[Aim of the task]: Starting from the line containing "pin: the man in", write out the rest of the entries exactly, through the final line, including nothing else.

[Stored rows]:
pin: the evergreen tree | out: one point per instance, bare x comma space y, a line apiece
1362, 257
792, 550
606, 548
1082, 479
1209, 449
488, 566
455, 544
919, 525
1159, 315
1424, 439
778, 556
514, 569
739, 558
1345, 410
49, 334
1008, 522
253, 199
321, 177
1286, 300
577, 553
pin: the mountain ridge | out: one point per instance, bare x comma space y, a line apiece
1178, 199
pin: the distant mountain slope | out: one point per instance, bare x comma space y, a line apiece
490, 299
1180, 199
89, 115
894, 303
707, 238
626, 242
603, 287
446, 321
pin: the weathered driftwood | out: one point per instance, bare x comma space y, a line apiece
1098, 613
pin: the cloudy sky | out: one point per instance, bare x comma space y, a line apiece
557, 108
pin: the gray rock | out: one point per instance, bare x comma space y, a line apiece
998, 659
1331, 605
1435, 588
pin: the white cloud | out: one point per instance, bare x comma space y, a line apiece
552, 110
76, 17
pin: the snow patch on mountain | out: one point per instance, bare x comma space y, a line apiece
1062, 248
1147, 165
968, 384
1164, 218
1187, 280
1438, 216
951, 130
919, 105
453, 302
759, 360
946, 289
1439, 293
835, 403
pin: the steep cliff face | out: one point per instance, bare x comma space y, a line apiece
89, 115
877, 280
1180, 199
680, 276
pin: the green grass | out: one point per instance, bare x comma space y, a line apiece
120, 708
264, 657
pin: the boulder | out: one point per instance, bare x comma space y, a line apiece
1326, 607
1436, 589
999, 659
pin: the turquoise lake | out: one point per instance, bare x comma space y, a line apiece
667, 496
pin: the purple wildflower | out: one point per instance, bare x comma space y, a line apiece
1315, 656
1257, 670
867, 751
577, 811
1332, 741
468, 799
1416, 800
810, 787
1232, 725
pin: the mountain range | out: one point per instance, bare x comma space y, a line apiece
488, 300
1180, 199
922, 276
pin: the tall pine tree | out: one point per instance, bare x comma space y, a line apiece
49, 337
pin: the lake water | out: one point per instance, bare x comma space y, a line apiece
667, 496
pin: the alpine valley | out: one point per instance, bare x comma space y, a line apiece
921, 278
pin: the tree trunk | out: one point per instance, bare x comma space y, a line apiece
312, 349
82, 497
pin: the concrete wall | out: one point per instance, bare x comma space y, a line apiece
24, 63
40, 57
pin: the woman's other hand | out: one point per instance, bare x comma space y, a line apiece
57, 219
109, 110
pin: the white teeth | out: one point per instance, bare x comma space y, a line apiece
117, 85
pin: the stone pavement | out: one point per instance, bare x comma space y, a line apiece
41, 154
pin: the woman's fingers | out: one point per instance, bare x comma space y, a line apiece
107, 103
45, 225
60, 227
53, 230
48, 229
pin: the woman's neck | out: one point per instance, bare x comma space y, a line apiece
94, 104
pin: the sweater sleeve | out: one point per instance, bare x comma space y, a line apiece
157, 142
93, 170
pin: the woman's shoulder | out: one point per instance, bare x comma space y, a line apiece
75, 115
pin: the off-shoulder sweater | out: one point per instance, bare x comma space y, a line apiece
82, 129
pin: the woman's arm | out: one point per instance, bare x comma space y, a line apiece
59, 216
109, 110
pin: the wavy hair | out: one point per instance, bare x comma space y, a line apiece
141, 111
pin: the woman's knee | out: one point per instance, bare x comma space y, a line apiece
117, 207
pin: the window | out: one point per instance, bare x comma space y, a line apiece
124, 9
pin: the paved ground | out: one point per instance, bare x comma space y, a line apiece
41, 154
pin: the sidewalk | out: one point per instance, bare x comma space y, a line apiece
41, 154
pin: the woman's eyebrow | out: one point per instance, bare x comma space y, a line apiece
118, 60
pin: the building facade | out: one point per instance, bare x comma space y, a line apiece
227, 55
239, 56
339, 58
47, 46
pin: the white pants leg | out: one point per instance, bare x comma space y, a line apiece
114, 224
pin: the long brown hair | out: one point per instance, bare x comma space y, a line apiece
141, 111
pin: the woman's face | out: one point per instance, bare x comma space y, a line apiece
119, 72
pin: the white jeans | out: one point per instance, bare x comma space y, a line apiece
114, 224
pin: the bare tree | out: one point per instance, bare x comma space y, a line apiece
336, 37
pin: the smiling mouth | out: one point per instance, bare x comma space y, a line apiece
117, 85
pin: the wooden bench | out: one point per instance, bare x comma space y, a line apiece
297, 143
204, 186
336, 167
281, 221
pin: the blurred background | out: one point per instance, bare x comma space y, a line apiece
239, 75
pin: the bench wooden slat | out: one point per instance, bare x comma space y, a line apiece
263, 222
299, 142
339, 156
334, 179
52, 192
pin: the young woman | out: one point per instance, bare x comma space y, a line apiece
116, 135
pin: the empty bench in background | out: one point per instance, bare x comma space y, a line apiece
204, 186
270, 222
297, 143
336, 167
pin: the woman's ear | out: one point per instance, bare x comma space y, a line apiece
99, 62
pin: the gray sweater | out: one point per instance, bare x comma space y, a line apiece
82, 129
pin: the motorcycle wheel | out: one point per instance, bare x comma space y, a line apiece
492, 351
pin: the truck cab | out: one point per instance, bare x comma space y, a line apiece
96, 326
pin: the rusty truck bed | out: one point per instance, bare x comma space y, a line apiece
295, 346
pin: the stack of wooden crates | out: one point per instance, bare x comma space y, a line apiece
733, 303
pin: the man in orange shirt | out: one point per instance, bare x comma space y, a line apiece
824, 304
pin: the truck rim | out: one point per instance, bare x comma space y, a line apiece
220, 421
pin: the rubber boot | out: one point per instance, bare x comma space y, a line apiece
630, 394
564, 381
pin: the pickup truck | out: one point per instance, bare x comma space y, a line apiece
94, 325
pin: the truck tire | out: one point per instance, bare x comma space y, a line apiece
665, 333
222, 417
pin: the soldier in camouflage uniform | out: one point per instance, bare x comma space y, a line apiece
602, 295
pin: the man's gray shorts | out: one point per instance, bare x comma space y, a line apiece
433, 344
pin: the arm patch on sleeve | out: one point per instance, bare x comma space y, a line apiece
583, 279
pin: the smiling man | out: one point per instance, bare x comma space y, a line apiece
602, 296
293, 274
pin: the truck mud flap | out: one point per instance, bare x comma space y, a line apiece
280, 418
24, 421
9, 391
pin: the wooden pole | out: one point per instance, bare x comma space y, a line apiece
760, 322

[Exercise response]:
pin: the man in orange shirt | out: one point per instance, bare x comma space y, a line apiece
824, 304
pin: the truck rim | out: one point per instance, bare x comma space y, a line apiece
220, 421
pin: the rubber boot | out: one point per instance, bare x comma space y, a line apiece
630, 394
564, 381
pin: the pickup truck | out: one point per instance, bare x comma space y, a line apiece
94, 325
pin: the truck tire | out: one point per instance, bare x comma space y, a line apiece
665, 333
222, 417
pin: the soldier in camouflage uniform | out: one point per instance, bare x comma space y, a line apiece
602, 295
pin: the man's gray shorts | out: one point per instance, bare x comma space y, a line apiece
433, 344
pin: the arm patch on sleeve | out: one point per instance, bare x comma space y, a line apiece
583, 279
pin: the smiling man | out: one point per instance, bare x comma space y, a line apiece
602, 296
293, 274
pin: the truck mud flap | out: one point per instance, bare x comma space y, a line apiece
280, 418
24, 421
9, 391
pin: the wooden pole | out: one point per instance, bare x comma space y, a line apiece
760, 322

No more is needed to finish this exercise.